**WHAT YOU WILL DO**: Using the word "stone" as the filter, copy each matching line from the records.

**GIVEN DATA**:
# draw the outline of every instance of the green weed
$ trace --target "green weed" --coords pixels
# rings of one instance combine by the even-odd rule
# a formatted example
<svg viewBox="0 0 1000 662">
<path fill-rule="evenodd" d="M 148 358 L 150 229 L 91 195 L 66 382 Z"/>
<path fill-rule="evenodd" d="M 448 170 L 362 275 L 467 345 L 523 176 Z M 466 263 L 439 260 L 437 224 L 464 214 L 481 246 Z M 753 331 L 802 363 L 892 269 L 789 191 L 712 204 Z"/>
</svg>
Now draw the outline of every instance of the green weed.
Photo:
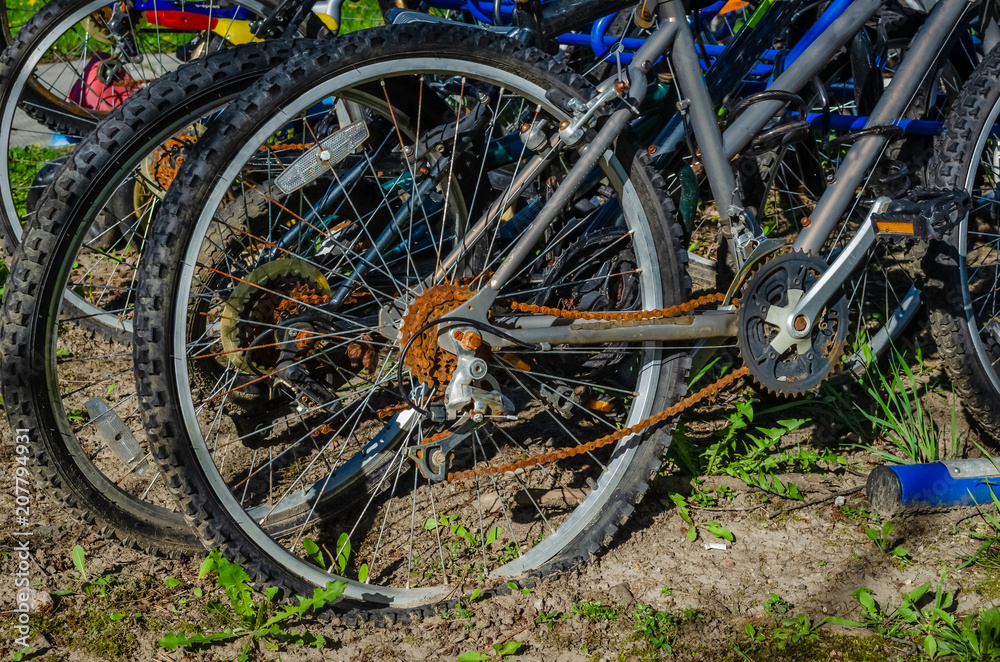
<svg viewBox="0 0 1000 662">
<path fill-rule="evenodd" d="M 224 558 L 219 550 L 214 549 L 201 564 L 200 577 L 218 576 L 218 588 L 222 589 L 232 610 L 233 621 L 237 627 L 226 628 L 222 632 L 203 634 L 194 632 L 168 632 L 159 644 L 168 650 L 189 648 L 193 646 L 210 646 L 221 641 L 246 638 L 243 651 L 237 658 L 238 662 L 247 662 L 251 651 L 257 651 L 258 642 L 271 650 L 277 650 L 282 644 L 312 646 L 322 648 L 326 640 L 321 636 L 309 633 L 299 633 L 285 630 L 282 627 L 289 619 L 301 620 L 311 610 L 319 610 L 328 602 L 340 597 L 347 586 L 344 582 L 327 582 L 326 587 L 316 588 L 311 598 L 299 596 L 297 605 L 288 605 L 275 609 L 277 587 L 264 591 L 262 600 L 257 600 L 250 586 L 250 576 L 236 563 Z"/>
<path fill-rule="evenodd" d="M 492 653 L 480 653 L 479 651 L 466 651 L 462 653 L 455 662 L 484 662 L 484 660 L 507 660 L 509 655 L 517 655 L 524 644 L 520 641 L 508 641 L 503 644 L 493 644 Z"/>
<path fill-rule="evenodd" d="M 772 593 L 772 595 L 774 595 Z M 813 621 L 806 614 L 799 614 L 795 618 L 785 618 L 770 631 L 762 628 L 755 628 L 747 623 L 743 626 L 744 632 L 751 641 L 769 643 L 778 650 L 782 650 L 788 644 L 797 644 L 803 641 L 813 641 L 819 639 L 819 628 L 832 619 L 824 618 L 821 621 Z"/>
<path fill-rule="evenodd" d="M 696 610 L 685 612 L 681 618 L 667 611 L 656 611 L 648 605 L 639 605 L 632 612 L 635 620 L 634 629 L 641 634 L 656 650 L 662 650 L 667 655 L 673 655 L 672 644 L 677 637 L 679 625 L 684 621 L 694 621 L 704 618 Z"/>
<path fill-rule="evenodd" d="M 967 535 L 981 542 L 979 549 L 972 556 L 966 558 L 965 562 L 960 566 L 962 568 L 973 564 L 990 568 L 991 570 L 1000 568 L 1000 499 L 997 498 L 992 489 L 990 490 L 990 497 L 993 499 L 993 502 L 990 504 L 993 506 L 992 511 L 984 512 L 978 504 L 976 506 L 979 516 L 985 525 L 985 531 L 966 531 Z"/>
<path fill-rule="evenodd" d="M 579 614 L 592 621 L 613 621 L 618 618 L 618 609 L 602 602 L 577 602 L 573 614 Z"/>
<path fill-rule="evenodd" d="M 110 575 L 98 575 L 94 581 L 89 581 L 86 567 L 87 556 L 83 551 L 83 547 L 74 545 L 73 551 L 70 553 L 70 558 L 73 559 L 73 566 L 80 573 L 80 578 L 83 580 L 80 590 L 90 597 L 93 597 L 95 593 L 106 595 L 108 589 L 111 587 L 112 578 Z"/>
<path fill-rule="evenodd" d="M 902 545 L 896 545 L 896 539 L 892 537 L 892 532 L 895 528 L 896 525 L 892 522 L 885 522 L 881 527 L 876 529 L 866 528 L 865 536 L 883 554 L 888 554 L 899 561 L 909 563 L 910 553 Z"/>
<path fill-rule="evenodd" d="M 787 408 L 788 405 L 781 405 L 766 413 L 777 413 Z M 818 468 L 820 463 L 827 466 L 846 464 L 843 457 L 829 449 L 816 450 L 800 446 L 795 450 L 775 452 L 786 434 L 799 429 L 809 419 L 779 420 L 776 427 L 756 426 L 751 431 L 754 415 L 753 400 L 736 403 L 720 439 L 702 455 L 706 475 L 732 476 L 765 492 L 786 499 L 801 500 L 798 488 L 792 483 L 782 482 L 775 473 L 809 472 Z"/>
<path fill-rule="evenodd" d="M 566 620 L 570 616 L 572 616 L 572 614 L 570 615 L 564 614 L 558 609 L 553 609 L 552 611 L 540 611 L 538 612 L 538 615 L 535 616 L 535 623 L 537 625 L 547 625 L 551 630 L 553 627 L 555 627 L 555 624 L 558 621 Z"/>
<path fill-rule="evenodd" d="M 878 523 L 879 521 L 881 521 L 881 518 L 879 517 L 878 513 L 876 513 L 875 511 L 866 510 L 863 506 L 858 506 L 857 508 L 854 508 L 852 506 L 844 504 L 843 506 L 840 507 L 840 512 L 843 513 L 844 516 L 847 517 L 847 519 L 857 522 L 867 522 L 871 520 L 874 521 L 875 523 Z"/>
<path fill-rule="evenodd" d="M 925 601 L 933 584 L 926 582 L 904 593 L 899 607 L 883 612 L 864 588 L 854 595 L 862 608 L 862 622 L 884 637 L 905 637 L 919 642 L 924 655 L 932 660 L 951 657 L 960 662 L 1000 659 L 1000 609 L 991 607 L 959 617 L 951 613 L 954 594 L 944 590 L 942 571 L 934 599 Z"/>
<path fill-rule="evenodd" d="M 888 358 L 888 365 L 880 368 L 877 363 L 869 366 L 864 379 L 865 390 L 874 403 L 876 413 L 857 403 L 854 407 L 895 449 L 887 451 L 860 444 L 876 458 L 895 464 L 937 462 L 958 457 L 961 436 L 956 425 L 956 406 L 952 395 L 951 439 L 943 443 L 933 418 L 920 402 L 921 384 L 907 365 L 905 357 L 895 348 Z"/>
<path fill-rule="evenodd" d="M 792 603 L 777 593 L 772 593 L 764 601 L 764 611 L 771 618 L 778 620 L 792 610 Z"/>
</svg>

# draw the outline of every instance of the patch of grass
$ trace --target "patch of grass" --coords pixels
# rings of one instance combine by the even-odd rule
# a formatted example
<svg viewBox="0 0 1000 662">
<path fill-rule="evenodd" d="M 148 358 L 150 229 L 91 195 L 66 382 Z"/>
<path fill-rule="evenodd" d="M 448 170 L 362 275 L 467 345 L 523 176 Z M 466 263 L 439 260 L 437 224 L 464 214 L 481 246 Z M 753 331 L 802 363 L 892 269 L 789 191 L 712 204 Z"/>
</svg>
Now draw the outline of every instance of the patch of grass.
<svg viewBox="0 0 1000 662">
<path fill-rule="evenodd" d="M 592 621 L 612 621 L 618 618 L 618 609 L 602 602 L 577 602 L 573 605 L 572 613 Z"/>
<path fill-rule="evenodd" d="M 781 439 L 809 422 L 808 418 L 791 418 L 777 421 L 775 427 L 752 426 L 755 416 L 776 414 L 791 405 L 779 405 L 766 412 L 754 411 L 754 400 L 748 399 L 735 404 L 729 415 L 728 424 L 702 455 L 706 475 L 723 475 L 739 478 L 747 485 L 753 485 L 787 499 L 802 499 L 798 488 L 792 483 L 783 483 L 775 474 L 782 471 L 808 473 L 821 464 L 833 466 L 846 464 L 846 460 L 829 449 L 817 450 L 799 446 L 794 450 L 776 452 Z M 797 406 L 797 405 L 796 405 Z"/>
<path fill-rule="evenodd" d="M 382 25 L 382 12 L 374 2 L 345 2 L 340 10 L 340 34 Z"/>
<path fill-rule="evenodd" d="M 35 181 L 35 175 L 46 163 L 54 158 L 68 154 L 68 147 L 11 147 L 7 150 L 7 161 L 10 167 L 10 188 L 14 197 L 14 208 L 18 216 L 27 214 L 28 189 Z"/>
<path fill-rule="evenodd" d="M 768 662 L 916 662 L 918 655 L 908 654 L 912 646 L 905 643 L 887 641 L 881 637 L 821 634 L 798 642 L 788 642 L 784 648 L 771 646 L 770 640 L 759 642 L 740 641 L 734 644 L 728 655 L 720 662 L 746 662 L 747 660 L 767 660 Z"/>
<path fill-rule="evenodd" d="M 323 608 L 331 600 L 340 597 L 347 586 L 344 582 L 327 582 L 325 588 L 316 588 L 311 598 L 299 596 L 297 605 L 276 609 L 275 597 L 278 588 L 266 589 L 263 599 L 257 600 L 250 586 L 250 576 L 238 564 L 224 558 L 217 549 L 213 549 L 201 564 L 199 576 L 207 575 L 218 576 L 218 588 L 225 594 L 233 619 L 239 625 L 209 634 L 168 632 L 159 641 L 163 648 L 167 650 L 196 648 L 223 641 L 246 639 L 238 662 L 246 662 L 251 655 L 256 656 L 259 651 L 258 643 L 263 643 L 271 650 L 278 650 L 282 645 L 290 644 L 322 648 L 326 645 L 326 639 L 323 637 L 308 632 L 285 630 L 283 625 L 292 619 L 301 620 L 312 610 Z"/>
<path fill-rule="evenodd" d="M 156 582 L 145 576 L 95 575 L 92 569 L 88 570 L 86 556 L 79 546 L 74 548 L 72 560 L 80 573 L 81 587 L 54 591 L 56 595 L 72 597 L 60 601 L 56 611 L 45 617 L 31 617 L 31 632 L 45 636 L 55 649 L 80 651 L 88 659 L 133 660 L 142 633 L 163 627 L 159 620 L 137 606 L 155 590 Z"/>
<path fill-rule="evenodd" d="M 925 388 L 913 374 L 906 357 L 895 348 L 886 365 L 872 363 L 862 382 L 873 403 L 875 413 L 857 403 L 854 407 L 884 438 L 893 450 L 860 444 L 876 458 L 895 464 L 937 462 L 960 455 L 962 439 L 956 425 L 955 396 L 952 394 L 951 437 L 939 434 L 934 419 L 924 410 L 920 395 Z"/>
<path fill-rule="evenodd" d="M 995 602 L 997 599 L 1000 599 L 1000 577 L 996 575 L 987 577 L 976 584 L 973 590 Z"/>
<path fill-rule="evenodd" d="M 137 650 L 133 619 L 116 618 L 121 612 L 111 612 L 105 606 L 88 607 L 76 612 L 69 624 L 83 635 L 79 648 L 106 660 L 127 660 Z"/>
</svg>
---
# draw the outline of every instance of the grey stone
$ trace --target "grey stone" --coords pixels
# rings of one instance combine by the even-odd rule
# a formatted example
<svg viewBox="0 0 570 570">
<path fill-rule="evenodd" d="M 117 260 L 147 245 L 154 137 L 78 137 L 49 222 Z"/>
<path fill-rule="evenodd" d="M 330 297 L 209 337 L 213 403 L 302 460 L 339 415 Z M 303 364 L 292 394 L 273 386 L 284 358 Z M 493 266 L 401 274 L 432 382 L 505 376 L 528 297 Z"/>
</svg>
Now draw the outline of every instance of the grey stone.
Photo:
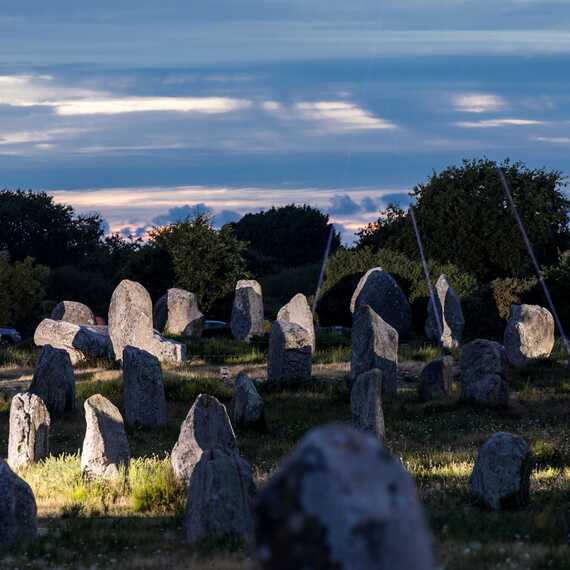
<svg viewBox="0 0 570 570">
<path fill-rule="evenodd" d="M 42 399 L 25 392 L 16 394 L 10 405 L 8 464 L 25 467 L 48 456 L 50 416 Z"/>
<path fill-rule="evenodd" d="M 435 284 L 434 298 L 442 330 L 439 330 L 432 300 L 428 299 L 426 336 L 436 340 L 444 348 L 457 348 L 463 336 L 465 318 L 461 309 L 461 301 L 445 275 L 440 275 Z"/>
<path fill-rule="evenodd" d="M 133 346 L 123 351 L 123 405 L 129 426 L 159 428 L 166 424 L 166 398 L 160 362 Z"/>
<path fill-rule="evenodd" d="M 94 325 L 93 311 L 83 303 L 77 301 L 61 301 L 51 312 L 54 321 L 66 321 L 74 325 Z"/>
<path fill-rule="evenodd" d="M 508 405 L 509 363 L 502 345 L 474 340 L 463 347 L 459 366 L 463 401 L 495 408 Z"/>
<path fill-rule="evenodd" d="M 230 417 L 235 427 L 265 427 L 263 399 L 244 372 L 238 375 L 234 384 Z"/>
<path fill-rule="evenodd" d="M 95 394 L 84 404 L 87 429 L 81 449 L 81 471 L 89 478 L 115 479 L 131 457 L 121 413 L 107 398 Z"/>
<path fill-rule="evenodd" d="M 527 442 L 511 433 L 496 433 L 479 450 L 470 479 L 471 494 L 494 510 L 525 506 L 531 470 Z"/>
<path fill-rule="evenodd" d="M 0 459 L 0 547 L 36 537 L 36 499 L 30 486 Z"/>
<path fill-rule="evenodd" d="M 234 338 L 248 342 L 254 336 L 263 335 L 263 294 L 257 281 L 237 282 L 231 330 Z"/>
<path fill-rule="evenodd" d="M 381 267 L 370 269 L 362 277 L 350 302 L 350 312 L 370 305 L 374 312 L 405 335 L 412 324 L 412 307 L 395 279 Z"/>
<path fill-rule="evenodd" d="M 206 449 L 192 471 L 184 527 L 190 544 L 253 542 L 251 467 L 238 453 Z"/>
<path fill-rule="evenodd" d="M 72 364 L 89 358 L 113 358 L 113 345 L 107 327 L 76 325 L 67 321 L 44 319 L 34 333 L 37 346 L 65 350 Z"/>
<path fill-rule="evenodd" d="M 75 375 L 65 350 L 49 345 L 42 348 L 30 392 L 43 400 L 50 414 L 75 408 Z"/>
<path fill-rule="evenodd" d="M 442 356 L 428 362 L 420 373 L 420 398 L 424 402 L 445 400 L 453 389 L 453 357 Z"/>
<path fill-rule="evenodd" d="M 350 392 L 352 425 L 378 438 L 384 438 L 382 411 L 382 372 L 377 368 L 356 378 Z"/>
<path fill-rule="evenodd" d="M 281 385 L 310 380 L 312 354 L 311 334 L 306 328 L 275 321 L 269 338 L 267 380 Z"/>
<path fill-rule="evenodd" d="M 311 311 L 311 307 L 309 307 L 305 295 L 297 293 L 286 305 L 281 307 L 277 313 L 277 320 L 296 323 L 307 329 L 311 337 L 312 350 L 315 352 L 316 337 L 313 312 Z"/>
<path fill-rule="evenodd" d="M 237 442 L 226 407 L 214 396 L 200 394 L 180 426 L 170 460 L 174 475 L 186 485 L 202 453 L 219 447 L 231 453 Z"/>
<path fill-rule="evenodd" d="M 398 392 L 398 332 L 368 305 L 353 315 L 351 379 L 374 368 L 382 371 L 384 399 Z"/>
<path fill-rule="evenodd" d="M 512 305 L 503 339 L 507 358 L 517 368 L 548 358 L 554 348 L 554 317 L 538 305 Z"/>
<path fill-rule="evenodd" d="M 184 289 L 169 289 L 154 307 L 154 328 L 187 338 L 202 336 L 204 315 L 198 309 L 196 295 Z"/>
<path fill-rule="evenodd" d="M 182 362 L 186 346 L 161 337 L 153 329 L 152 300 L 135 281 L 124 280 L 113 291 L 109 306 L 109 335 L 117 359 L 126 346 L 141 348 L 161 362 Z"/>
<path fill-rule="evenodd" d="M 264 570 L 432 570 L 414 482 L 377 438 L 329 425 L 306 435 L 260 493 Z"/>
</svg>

**ANSWER FOR THE TASK**:
# draw the outline of every instance of the grey stone
$ trace --target "grey stone" --coords pixels
Now draw the outline of every instance of the grey stone.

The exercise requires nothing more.